(Photo object pointing records)
++++

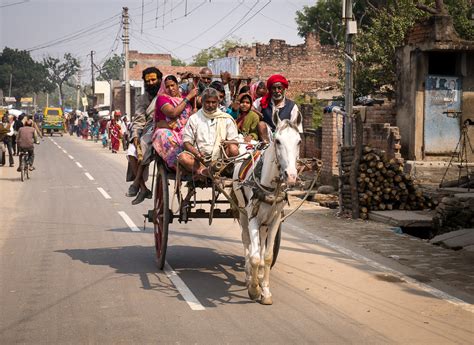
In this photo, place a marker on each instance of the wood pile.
(382, 184)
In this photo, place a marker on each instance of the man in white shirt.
(204, 133)
(275, 101)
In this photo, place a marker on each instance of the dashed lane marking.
(104, 193)
(89, 176)
(424, 287)
(183, 289)
(127, 220)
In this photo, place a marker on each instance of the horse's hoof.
(266, 300)
(255, 293)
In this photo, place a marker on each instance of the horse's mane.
(285, 124)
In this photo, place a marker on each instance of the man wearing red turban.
(275, 102)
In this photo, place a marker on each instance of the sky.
(54, 27)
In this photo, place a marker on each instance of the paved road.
(73, 271)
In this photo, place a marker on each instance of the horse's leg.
(261, 266)
(268, 258)
(244, 224)
(254, 289)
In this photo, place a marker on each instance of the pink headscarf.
(162, 92)
(276, 78)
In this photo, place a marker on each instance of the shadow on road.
(210, 275)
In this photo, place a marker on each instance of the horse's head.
(287, 146)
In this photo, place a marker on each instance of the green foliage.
(59, 72)
(112, 68)
(318, 106)
(376, 45)
(177, 62)
(382, 27)
(204, 55)
(462, 11)
(325, 19)
(28, 76)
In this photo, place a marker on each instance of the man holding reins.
(275, 101)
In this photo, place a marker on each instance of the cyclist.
(26, 139)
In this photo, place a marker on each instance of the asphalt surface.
(72, 271)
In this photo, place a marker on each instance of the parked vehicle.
(53, 121)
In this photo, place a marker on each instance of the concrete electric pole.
(351, 30)
(78, 89)
(93, 78)
(125, 38)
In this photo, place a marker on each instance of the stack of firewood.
(383, 185)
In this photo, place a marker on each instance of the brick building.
(309, 66)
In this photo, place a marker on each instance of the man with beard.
(275, 102)
(140, 148)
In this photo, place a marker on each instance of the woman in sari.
(115, 135)
(247, 120)
(171, 114)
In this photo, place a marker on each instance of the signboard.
(442, 96)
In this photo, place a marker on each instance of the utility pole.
(78, 89)
(93, 78)
(126, 41)
(351, 30)
(10, 88)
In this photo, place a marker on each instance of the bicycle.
(24, 165)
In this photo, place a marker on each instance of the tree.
(112, 69)
(59, 72)
(325, 19)
(177, 62)
(204, 55)
(382, 27)
(27, 75)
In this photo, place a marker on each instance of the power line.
(75, 35)
(15, 3)
(224, 17)
(237, 28)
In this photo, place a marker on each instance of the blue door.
(442, 126)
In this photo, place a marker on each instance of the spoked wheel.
(276, 246)
(161, 215)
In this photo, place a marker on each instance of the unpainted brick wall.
(307, 66)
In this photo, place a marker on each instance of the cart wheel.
(276, 246)
(161, 215)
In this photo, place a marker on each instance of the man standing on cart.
(204, 133)
(140, 148)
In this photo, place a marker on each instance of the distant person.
(26, 140)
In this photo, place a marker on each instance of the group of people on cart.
(191, 119)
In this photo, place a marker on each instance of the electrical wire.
(76, 35)
(224, 17)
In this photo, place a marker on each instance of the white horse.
(263, 198)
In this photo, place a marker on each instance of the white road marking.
(183, 289)
(129, 222)
(425, 287)
(104, 193)
(89, 176)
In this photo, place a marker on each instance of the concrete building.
(309, 67)
(435, 91)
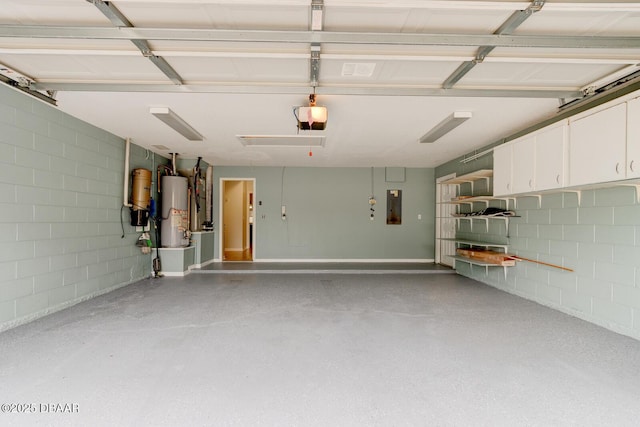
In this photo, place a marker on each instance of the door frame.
(245, 224)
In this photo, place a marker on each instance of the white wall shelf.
(484, 218)
(479, 243)
(473, 262)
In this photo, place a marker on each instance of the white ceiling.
(249, 63)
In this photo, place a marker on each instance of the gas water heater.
(140, 197)
(174, 228)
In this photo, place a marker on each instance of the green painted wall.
(597, 236)
(61, 183)
(328, 213)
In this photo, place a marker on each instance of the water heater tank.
(175, 219)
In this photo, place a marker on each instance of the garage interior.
(334, 161)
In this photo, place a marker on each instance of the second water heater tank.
(175, 222)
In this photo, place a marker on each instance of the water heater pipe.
(209, 194)
(127, 154)
(173, 164)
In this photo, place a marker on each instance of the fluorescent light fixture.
(446, 126)
(282, 140)
(176, 123)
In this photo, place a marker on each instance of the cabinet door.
(633, 138)
(551, 157)
(502, 170)
(597, 146)
(523, 165)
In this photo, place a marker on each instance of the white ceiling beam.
(570, 6)
(305, 89)
(507, 27)
(118, 19)
(337, 37)
(609, 60)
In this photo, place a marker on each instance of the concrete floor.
(318, 350)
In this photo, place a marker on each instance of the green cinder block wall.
(328, 213)
(598, 237)
(61, 183)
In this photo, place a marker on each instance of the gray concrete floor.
(318, 350)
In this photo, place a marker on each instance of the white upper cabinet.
(502, 170)
(551, 156)
(534, 162)
(633, 138)
(524, 165)
(597, 146)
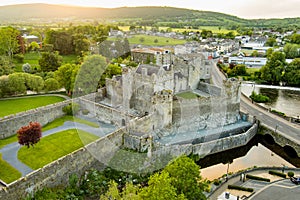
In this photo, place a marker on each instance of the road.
(288, 129)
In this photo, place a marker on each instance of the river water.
(283, 99)
(253, 154)
(257, 152)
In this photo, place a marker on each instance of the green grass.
(149, 40)
(8, 174)
(6, 141)
(60, 121)
(252, 70)
(56, 123)
(69, 59)
(52, 147)
(187, 95)
(13, 106)
(32, 58)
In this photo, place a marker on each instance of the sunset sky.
(240, 8)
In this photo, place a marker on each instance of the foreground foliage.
(179, 180)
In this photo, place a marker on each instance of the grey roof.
(151, 69)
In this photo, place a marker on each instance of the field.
(54, 146)
(153, 40)
(32, 58)
(13, 106)
(214, 29)
(8, 174)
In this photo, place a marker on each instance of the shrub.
(291, 174)
(257, 178)
(85, 111)
(277, 174)
(26, 68)
(217, 182)
(236, 187)
(259, 98)
(30, 135)
(278, 113)
(19, 58)
(71, 109)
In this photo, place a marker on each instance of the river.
(257, 153)
(283, 99)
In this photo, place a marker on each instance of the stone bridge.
(290, 146)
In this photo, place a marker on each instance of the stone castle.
(174, 93)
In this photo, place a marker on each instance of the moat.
(258, 152)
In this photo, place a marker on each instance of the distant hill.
(162, 16)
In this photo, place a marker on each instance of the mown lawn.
(60, 121)
(52, 147)
(8, 174)
(56, 123)
(152, 40)
(187, 95)
(13, 106)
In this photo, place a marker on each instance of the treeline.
(180, 180)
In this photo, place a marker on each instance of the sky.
(242, 8)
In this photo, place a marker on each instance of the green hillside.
(144, 16)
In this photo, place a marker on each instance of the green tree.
(5, 66)
(51, 84)
(17, 83)
(295, 38)
(9, 43)
(65, 75)
(160, 188)
(272, 71)
(89, 74)
(291, 50)
(81, 44)
(292, 73)
(50, 61)
(35, 83)
(271, 42)
(185, 177)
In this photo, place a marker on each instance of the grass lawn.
(56, 123)
(13, 106)
(32, 58)
(54, 146)
(150, 40)
(60, 121)
(8, 174)
(251, 70)
(187, 95)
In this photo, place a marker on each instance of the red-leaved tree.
(30, 135)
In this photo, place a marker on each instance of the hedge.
(257, 178)
(236, 187)
(277, 174)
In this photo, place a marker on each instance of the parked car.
(295, 180)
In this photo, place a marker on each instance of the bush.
(278, 113)
(71, 109)
(85, 111)
(26, 68)
(19, 58)
(249, 176)
(291, 174)
(277, 174)
(236, 187)
(217, 182)
(259, 98)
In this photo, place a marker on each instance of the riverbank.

++++

→ Prompt:
Output every line of the items above as a numbered list, with blank lines left out. Leave the pictures out of your answer.

→ Solution below:
1. In this photo, place a marker on each instance of the wood pile.
2. (382, 184)
3. In this photo, place a marker on each instance of the man in white shirt.
4. (204, 133)
5. (275, 101)
6. In this photo, place a marker on each instance of the dashed lane marking.
7. (104, 193)
8. (89, 176)
9. (424, 287)
10. (183, 289)
11. (127, 220)
12. In this photo, place a marker on each instance of the horse's hoof.
13. (266, 300)
14. (255, 293)
15. In this photo, place a marker on each instance of the horse's mane.
16. (285, 124)
17. In this photo, place a marker on each instance of the man wearing red turban.
18. (275, 102)
19. In this photo, place a marker on each instance of the sky.
20. (54, 27)
21. In this photo, place a marker on each instance of the paved road.
22. (73, 271)
23. In this photo, place a marker on each instance of the horse's leg.
24. (261, 266)
25. (268, 258)
26. (244, 224)
27. (254, 289)
28. In this photo, place a marker on each instance of the pink headscarf.
29. (162, 92)
30. (276, 78)
31. In this photo, place a marker on each instance of the shadow on road.
32. (210, 275)
33. In this photo, place a marker on each instance of the horse's head.
34. (287, 146)
35. In this photo, place a marker on each instance of the green foliage.
36. (59, 72)
37. (112, 68)
38. (318, 106)
39. (376, 45)
40. (177, 62)
41. (382, 27)
42. (204, 55)
43. (462, 11)
44. (325, 19)
45. (28, 76)
46. In this photo, place a marker on each instance of the man holding reins.
47. (275, 101)
48. In this photo, place a marker on each instance of the cyclist.
49. (26, 139)
50. In this photo, place a marker on each instance of the asphalt surface.
51. (72, 271)
52. In this photo, place a marker on each instance of the parked vehicle.
53. (53, 121)
54. In this photo, place a marker on each instance of the concrete electric pole.
55. (351, 30)
56. (78, 89)
57. (93, 78)
58. (125, 38)
59. In this photo, place a marker on each instance of the stack of firewood.
60. (383, 185)
61. In this photo, place a marker on each instance of the brick building.
62. (309, 66)
63. In this photo, place a marker on each instance of the man with beard.
64. (275, 102)
65. (140, 148)
66. In this photo, place a marker on each instance of the woman in sari.
67. (115, 135)
68. (247, 120)
69. (171, 114)
70. In this photo, place a marker on each instance of the signboard.
71. (442, 96)
72. In this photo, place a marker on each instance of the utility pole.
73. (78, 89)
74. (93, 78)
75. (126, 41)
76. (351, 30)
77. (10, 88)
78. In this photo, place a marker on each instance of the bicycle.
79. (24, 165)
80. In this photo, place a marker on each instance of the tree.
81. (112, 69)
82. (59, 72)
83. (325, 19)
84. (177, 62)
85. (204, 55)
86. (382, 27)
87. (27, 75)
88. In this photo, place a marker on each instance of the power line.
89. (75, 35)
90. (15, 3)
91. (224, 17)
92. (237, 28)
93. In this photo, place a marker on each instance of the blue door.
94. (442, 126)
95. In this photo, place a marker on each instance of the spoked wheel.
96. (276, 246)
97. (161, 215)
98. In this photo, place a marker on each instance of the unpainted brick wall.
99. (307, 66)
100. In this photo, place a marker on each instance of the cart wheel.
101. (276, 246)
102. (161, 215)
103. In this photo, place a marker on each instance of the man standing on cart.
104. (204, 133)
105. (140, 148)
106. In this photo, place a marker on each instance of the distant person.
107. (26, 140)
108. In this photo, place a marker on each instance of the group of people on cart.
109. (191, 119)
110. In this photo, place a marker on each instance of the electrical wire.
111. (76, 35)
112. (224, 17)
113. In this photo, place a marker on each instance of the white horse.
114. (263, 198)
115. In this photo, place a marker on each instance of the white road marking.
116. (183, 289)
117. (129, 222)
118. (425, 287)
119. (104, 193)
120. (89, 176)
121. In this photo, place a marker on each instance of the concrete building.
122. (309, 67)
123. (435, 91)
124. In this photo, place a marker on each instance of the door frame.
125. (245, 224)
126. In this photo, place a marker on each instance of the white wall shelf.
127. (484, 218)
128. (479, 243)
129. (473, 262)
130. In this photo, place a marker on each instance of the white ceiling.
131. (249, 63)
132. In this photo, place a marker on each instance of the gas water heater.
133. (140, 197)
134. (174, 228)
135. In this photo, place a marker on each instance of the green painted wall.
136. (597, 236)
137. (61, 183)
138. (328, 213)
139. In this photo, place a marker on each instance of the water heater tank.
140. (175, 219)
141. In this photo, place a marker on each instance of the garage interior.
142. (334, 161)
143. In this photo, place a marker on each instance of the second water heater tank.
144. (175, 222)
145. In this photo, place a marker on each instance of the water heater pipe.
146. (209, 194)
147. (127, 154)
148. (173, 164)
149. In this photo, place a marker on each instance of the fluorescent light fixture.
150. (446, 126)
151. (282, 140)
152. (176, 123)
153. In this photo, place a marker on each instance of the cabinet door.
154. (633, 138)
155. (551, 157)
156. (502, 170)
157. (597, 146)
158. (523, 165)
159. In this photo, place a marker on each instance of the white ceiling beam.
160. (570, 6)
161. (305, 89)
162. (507, 27)
163. (118, 19)
164. (337, 37)
165. (609, 60)
166. In this photo, place a marker on each instance of the concrete floor.
167. (318, 350)
168. In this photo, place a marker on each instance of the green cinder block wall.
169. (328, 213)
170. (598, 237)
171. (61, 183)
172. In this photo, place a marker on each instance of the gray concrete floor.
173. (318, 350)
174. In this photo, place a marker on each instance of the white upper cabinet.
175. (502, 170)
176. (551, 156)
177. (534, 162)
178. (633, 138)
179. (524, 165)
180. (597, 146)
181. In this photo, place a marker on each instance of the road.
182. (288, 129)
183. In this photo, place a marker on each instance of the river water.
184. (283, 99)
185. (253, 154)
186. (257, 152)
187. In this photo, place a marker on each instance of the green grass.
188. (149, 40)
189. (8, 174)
190. (6, 141)
191. (60, 121)
192. (252, 70)
193. (56, 123)
194. (69, 59)
195. (52, 147)
196. (187, 95)
197. (13, 106)
198. (32, 58)
199. In this photo, place a marker on each instance of the sunset sky.
200. (240, 8)
201. In this photo, place a marker on each instance of the foreground foliage.
202. (179, 180)
203. In this photo, place a marker on each instance of the grey roof.
204. (151, 69)
205. In this photo, place a marker on each instance of the field.
206. (54, 146)
207. (153, 40)
208. (32, 58)
209. (13, 106)
210. (214, 29)
211. (8, 174)
212. In this photo, place a marker on each instance of the shrub.
213. (291, 174)
214. (257, 178)
215. (85, 111)
216. (277, 174)
217. (26, 68)
218. (217, 182)
219. (236, 187)
220. (259, 98)
221. (30, 135)
222. (278, 113)
223. (19, 58)
224. (71, 109)
225. In this photo, place a marker on each instance of the river.
226. (257, 153)
227. (283, 99)
228. In this photo, place a marker on each instance of the stone bridge.
229. (290, 146)
230. In this photo, place a marker on each instance of the stone castle.
231. (174, 93)
232. In this photo, place a marker on each instance of the moat.
233. (258, 152)
234. In this photo, place a marker on each instance of the distant hill.
235. (162, 16)
236. In this photo, place a marker on each instance of the mown lawn.
237. (60, 121)
238. (52, 147)
239. (8, 174)
240. (56, 123)
241. (152, 40)
242. (187, 95)
243. (13, 106)
244. In this photo, place a marker on each instance of the treeline.
245. (180, 180)
246. In this photo, place a marker on each instance of the sky.
247. (242, 8)
248. In this photo, place a marker on each instance of the green hillside.
249. (144, 16)
250. In this photo, place a marker on each instance of the green tree.
251. (5, 66)
252. (51, 84)
253. (17, 83)
254. (295, 38)
255. (9, 43)
256. (65, 75)
257. (160, 188)
258. (272, 71)
259. (89, 74)
260. (291, 50)
261. (81, 44)
262. (292, 73)
263. (50, 61)
264. (35, 83)
265. (271, 42)
266. (185, 177)
267. In this photo, place a marker on each instance of the grass lawn.
268. (56, 123)
269. (13, 106)
270. (32, 58)
271. (54, 146)
272. (150, 40)
273. (60, 121)
274. (8, 174)
275. (251, 70)
276. (187, 95)
277. In this photo, place a marker on each instance of the red-leaved tree.
278. (30, 135)
279. In this photo, place a marker on each instance of the hedge.
280. (257, 178)
281. (236, 187)
282. (277, 174)
283. In this photo, place a marker on each instance of the parked car.
284. (295, 180)
285. In this photo, place a marker on each instance of the bush.
286. (278, 113)
287. (71, 109)
288. (85, 111)
289. (26, 68)
290. (19, 58)
291. (249, 176)
292. (291, 174)
293. (277, 174)
294. (236, 187)
295. (217, 182)
296. (259, 98)
297. In this photo, place a marker on each instance of the riverbank.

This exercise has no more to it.